* PROVIDED TEXT
Even by ‘Third World’ standards, the elections were a farce.
Preceded by months of tabloid propaganda verging on the defamatory, the
establishment resorted to its time tested strategy of wholesale
scaremongering. Support for the SNP was gradually eroded through months
of hostile coverage exaggerating the costs of independence and the
proposed replacement for the hated community charge. However, by
election day support for SNP, though diminished, was still widespread
enough to lead major tabloids to attempt one final act of sabotage:
Sun,
Daily Mail, and
Daily Record
– three rags with circulations exceeding those of all the rest combined
– synchronized their attacks on their front pages; one depicting the
SNP symbol as a noose, another calling party leader Alex Salmond ‘the
man who wants to destroy Great Britain’, and the third sporting a
sinister image of Salmond.
While it is nearly impossible to
find a Scottish voter who publicly professes support for Labour, and
while early forecasts had predicted a Labour rout, its curiously narrow
defeat understandably surprised many. One could attribute this to New
Labour’s successful use of scare tactics – and the ‘money and muscle
poured into key seats to fend off the SNP’, as Michel White of the
Guardian
put it – but the deeply flawed electoral process suggests it may have
taken more than scary headlines to diminish the scale of its defeat.
Against expert advice the Labour-controlled Scottish executive chose to
hold both local council and national elections on the same day. In the
ensuing chaos, there were the technical problems of the electronic
counting machines, organizational problems of the electoral ballots not
delivered on time in sufficient quantities, and the design problems of
a ballot with two different voting systems on a single sheet. While it
is acknowledged that nearly 140,000 votes – almost 7 percent of the
total cast – were spoilt, it has yet to be confirmed if there are any
discernible trends (other than the fact that the vote rejection
invariably disadvantaged smaller parties). As the
Guardian
reported, in Edinburgh Central, “Labour's deputy environment minister,
Sarah Boyack, held her seat with a majority of 1,193 but there were
1,501 rejected papers. In Glasgow Baillieston, the rejected total of
1,850 was more than 10% of the votes accepted, and most constituencies
saw at least 1,000 papers rejected - 10 times the norm.” On the rare
occasion where a result was challenged, it once again transpired that
the ‘irregularity’ favoured the ruling party, casting further doubts
over the transparency of the process. If it weren’t for a timely
intervention by an SNP candidate – David Thompson of Highlands and
Islands – which led to a recount reversing the result handing the seat
to a Labour candidate, Blairites would still be in power. The
commission’s excuse for the blunder did little to alleviate concern.

* MATERIAL
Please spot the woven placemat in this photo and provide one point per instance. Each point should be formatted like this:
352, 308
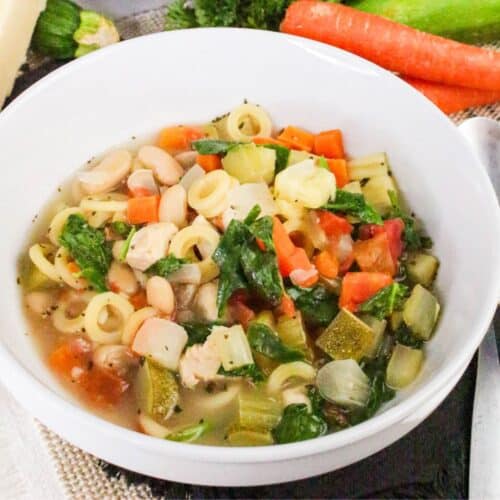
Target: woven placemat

* REQUIRED WORK
How many votes does the passage on the Scottish elections say were spoilt?

* EXERCISE ANSWER
Nearly 140,000 votes, almost 7 percent of the total cast.